>> START SOURCE RECORDS

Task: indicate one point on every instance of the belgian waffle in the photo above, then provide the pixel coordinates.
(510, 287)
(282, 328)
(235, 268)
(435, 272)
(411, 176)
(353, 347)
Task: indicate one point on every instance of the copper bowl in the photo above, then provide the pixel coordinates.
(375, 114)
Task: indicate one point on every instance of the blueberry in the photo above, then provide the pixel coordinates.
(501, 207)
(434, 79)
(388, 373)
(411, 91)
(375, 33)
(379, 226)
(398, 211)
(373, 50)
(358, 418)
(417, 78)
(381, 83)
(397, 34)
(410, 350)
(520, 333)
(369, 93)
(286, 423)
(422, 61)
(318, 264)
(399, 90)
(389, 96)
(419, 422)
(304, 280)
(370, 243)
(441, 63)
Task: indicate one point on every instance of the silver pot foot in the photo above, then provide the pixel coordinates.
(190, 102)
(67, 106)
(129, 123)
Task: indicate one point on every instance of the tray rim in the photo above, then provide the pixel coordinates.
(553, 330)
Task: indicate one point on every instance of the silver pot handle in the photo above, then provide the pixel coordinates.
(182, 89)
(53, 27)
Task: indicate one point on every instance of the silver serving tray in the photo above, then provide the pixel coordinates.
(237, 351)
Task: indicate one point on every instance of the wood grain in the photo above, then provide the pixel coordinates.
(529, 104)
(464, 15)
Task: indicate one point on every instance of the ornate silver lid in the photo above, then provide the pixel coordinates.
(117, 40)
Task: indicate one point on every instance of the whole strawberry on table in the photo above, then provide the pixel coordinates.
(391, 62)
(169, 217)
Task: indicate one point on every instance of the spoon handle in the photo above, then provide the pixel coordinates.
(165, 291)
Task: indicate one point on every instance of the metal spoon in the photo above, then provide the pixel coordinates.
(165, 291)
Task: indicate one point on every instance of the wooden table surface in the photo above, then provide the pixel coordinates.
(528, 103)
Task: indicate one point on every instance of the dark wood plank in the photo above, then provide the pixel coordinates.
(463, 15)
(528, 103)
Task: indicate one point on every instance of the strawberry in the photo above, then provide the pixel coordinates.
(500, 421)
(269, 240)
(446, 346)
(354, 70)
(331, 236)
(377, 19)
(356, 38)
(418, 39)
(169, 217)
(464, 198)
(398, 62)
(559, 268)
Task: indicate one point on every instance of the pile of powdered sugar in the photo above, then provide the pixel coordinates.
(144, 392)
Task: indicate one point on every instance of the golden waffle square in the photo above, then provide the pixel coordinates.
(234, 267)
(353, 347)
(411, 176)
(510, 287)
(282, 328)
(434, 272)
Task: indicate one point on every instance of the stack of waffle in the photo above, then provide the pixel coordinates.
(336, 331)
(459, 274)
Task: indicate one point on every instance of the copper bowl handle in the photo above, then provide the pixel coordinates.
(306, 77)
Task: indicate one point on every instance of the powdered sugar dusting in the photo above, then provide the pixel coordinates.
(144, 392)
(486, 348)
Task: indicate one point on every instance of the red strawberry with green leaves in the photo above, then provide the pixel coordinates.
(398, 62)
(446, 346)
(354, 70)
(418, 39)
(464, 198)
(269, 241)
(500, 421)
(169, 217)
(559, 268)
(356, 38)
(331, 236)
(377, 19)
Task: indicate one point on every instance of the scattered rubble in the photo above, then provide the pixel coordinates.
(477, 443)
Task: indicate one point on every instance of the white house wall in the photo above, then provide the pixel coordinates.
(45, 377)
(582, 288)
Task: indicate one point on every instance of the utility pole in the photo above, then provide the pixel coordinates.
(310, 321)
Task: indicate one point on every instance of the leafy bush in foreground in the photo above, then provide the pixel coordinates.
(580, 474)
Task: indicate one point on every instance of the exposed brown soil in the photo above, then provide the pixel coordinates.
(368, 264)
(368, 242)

>> END SOURCE RECORDS

Rename "leafy bush" to "green shrub" in everything from the line containing "Task: indicate one point on every instance of the utility" down to the end of the records, and reproduce those lines with nothing else altered.

**RESULT OF THE TASK**
Task: indicate one point on every instance of the utility pole in the photo above, then provide the pixel coordinates.
(310, 321)
Task: indicate one point on every instance of the green shrub in foreground in the photo above, then provide the pixel coordinates.
(580, 474)
Task: indicate one point on every instance of the exposed brown soil in the photo above, then provide the pixel coordinates.
(368, 264)
(368, 242)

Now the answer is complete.